Aim of the exercise →
In the summary of self-management presentations, which framework did Dr. Brady discuss for estimating an intervention's translatability and public health impact?

Source text →
^^^^^^^^^^^^^^^^
Dr. Mills described the difficulties experienced by an international group of chronic care researchers in coming to agreement on definition of terms in chronic disability self-management. She emphasized the importance of a shared vision and research framework for national and international collaborative efforts. Of special interest was Dr. Mills's emphasis on the consideration of social determinants in self-management research (eg, income level, race, and educational level); moreover, she stressed that self-management interventions need to be agreed upon by all parties, disease-specific, and integrated into primary-care health services. Finally, she explained that self-management should be viewed as a shared responsibility, with organizational structures in place to support the individual in implementing self-management interventions.
Dr. Amtmann's presentation emphasized the importance of using sound measurement tools and provided an overview of new measurement initiatives being developed and funded by the University of Washington's Rehabilitation Research and Training Center for Multiple Sclerosis (MS RRTC) and the National Institutes of Health (NIH). Successful self-management research necessitates brief, easy-to-administer, and precise instruments to measure outcomes for research and clinical practice. Secondary conditions in MS require psychometrically sound measurement instruments because of the variable nature of MS and the tendency for secondary conditions to be confused with other symptomatology. For instance, measures of depression often include questions about fatigue and sleep disturbance, which could be more attributable to the primary MS disability rather than to depression. In response to the deficit of accurate measurement tools, the NIH funded three new national measurement initiatives: PROMIS43 and NeuroQoL,44 which use item pools for the development and administration of patient-reported outcomes (PROs); and the NIH Toolbox,45 which incorporates objective measures as well as PROs. The MS RRTC has developed a Self-Efficacy Scale for Disease Management (SESDM)46 as well as a Physical Function for Mobility Aid Users,47 both of which have been validated in people with MS.
Dr. Brady began her presentation by describing self-management as one of the intersections between public health and clinical care. She described the roles of self-management and self-management support within the chronic care model. She emphasized the difficulty of translating evidence-based research into the everyday public health process and used the arthritis program of the Centers for Disease Control and Prevention (CDC) as a positive example. Dr. Brady underscored the need to bridge the gap between researchers and practitioners not currently using evidence-based intervention models. She discussed the RE-AIM framework (www.reaim.org) as a model of estimating the translatability and public health impact of an intervention; this model may be useful in bridging the translation gap. In summary, Dr. Brady emphasized the need to move workable interventions on to dissemination in a cost-sustainable manner.
Dr. Redman also endorsed the need for a self-management emphasis in MS, focusing more on patient capabilities and positive functioning rather than basic medical treatment adherence. She also recommended increased support for the role of the MS nurse specialist in MS self-management intervention. Much of Dr. Redman's presentation, however, captured an ethics perspective. She expressed strong concerns about quality maintenance and long-term sustentation of self-management programs, mostly with regard to continued funding. She stressed the importance of evaluating both the positive and negative effects on the family and caregiver systems. With the patient undergoing role and activity changes due to involvement in self-management programs, are we taking into account the impact on significant others? She believes that this perspective is generally overlooked.
^^^^^^^^^^^^^^^^
Source data →
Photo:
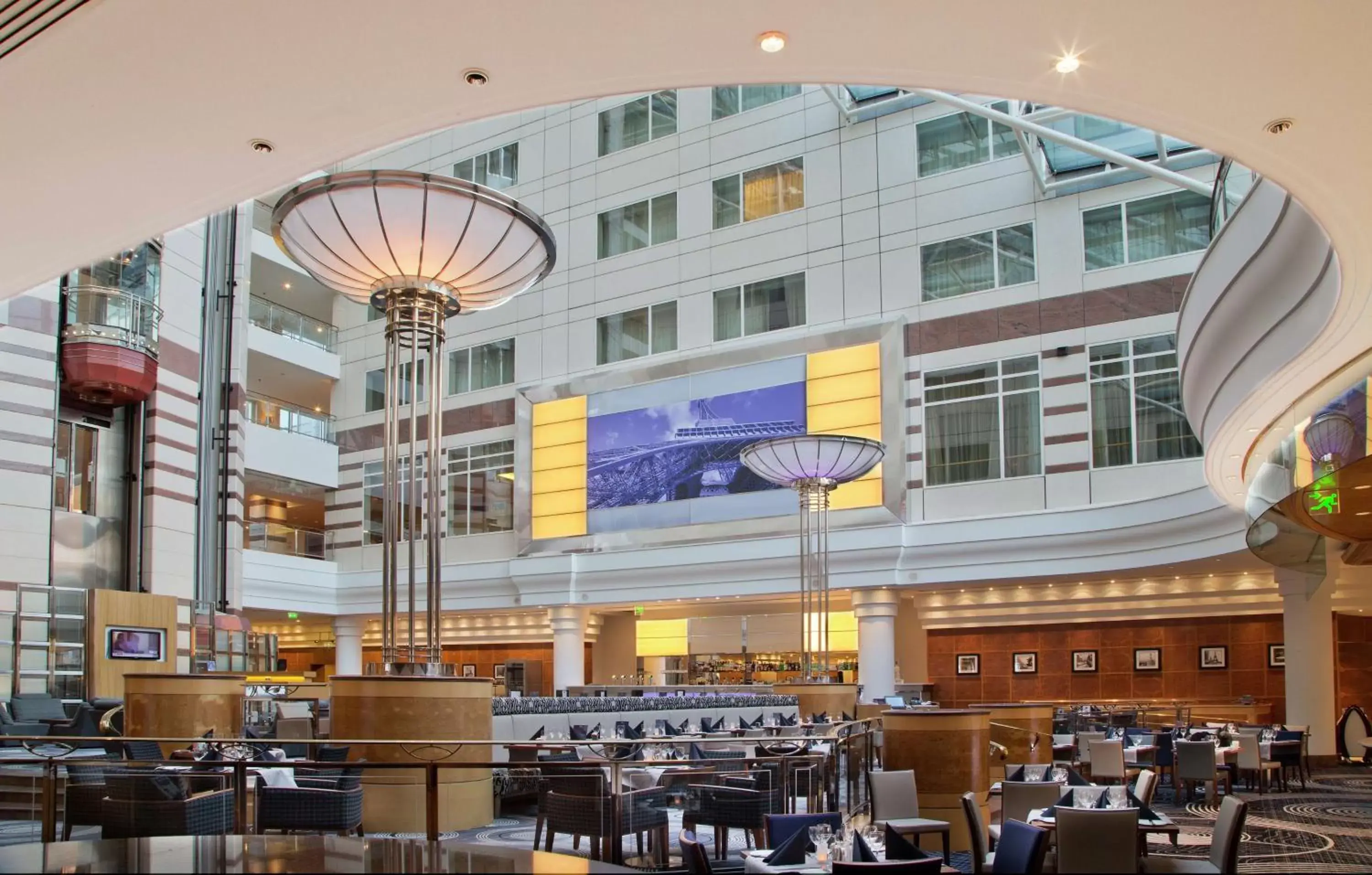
^^^^^^^^^^^^^^^^
Response to the exercise →
The RE-AIM framework